→ **QUOTED PASSAGE**
# # # # #
The join operation in step 2 is more expensive than it could be considering the sparsity of the graph. The network effects present in real-world graphs produce a large amount of output, which adds to the latency involved in step 2 and also has a more significant impact in the aggregation operation. The aggregation operation again is more expensive than it needs to be due to the same reasons of sparsity. As an illustration of sparsity, even though network effects mean a user U could now reach 100 friends in 1-hop starting from his 10 friends, notice that computing the number of friends user U has in common with any of those 100 users is not dependent on the rest of the network.

By adopting a scalable approach and a platform that is optimised for processing large graphs, the "1-hop neighbours” problem becomes easier to solve and get the performance right. The popularity of bulk synchronous parallel (BSP) models, or vertex-centric processing, is because of the benefits it provides for large-scale processing of real-world graphs. Notable among the implementations is Google’s Pregel and its many clones including ApacheGiraph, Teradata Aster SQL-GR, and GraphLab. In this model, each vertex becomes an independent thread of computation where messages that are sent by its friends are processed followed by the sending of messages, if any, to its friends. The BSP model guarantees that a vertex receives only the messages that is sent to it and a message is sent only to the vertex it is meant for.

For the task of solving the “1-hop neighbours" problem, an implementation using the BSP model has the following 3 iterations after which the model stops execution since there are no more messages:
  1. Each vertex sends to its neighbours a message about that edge of the form “src”-”dest”. The dominant cost in this operation is the cost of transferring the entire edges table once over the network.
  2. In the next iteration, a vertex broadcasts each message that it receives to every one of its neighbours. The dominant cost in this operation is the cost of transferring the output messages which are the tuples corresponding to the friends of friends.
# # # # #
→ **DATA ENTRIES**
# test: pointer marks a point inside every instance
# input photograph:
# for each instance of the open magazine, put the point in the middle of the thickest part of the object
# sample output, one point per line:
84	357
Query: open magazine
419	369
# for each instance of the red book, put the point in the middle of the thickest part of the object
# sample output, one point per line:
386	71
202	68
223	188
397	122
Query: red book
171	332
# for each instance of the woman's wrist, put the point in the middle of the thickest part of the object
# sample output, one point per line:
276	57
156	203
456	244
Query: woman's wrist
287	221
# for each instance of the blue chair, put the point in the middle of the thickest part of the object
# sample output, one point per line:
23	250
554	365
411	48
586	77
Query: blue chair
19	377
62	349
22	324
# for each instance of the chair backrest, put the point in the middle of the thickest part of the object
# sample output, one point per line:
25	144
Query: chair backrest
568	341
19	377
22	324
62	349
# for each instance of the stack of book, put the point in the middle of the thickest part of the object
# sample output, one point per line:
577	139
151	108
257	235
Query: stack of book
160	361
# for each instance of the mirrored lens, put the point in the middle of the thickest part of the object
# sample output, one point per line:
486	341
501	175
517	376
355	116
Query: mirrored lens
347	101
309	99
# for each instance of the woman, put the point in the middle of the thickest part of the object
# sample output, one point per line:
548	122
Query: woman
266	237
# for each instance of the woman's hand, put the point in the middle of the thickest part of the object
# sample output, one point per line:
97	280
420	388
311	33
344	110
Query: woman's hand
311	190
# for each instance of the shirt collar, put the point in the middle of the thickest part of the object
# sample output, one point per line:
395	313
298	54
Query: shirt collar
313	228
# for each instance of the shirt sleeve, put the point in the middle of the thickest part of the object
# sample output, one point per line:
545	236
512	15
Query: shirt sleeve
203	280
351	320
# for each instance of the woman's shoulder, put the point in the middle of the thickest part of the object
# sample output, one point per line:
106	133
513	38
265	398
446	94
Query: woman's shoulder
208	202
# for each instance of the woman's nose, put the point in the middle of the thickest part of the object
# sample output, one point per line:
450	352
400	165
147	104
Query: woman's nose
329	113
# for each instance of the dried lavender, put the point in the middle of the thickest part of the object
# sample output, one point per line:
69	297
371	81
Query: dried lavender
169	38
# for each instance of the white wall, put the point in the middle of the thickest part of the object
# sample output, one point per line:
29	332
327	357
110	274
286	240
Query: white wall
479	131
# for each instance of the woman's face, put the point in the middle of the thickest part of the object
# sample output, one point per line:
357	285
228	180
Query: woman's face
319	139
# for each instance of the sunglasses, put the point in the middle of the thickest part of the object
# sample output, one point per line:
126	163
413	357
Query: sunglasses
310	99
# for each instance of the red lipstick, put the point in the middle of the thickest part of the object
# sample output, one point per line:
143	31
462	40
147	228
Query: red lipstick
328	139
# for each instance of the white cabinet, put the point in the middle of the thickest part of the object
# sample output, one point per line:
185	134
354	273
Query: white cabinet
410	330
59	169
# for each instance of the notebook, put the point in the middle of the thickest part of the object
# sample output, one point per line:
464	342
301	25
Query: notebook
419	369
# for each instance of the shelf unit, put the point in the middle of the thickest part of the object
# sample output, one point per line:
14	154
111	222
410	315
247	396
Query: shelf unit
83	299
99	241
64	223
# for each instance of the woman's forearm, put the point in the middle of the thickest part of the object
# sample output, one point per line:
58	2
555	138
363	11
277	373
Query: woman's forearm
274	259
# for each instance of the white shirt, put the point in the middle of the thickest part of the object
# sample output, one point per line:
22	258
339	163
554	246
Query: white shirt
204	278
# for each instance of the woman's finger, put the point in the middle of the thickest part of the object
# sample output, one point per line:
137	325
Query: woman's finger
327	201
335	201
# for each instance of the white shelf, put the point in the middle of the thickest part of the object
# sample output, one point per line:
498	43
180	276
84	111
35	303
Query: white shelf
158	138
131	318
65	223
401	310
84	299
# # # # #
→ **TO BE DONE**
In the passage on processing large graphs, what is the dominant cost of the first iteration of the BSP implementation?

→ **ANSWER IN FULL**
The cost of transferring the entire edges table once over the network.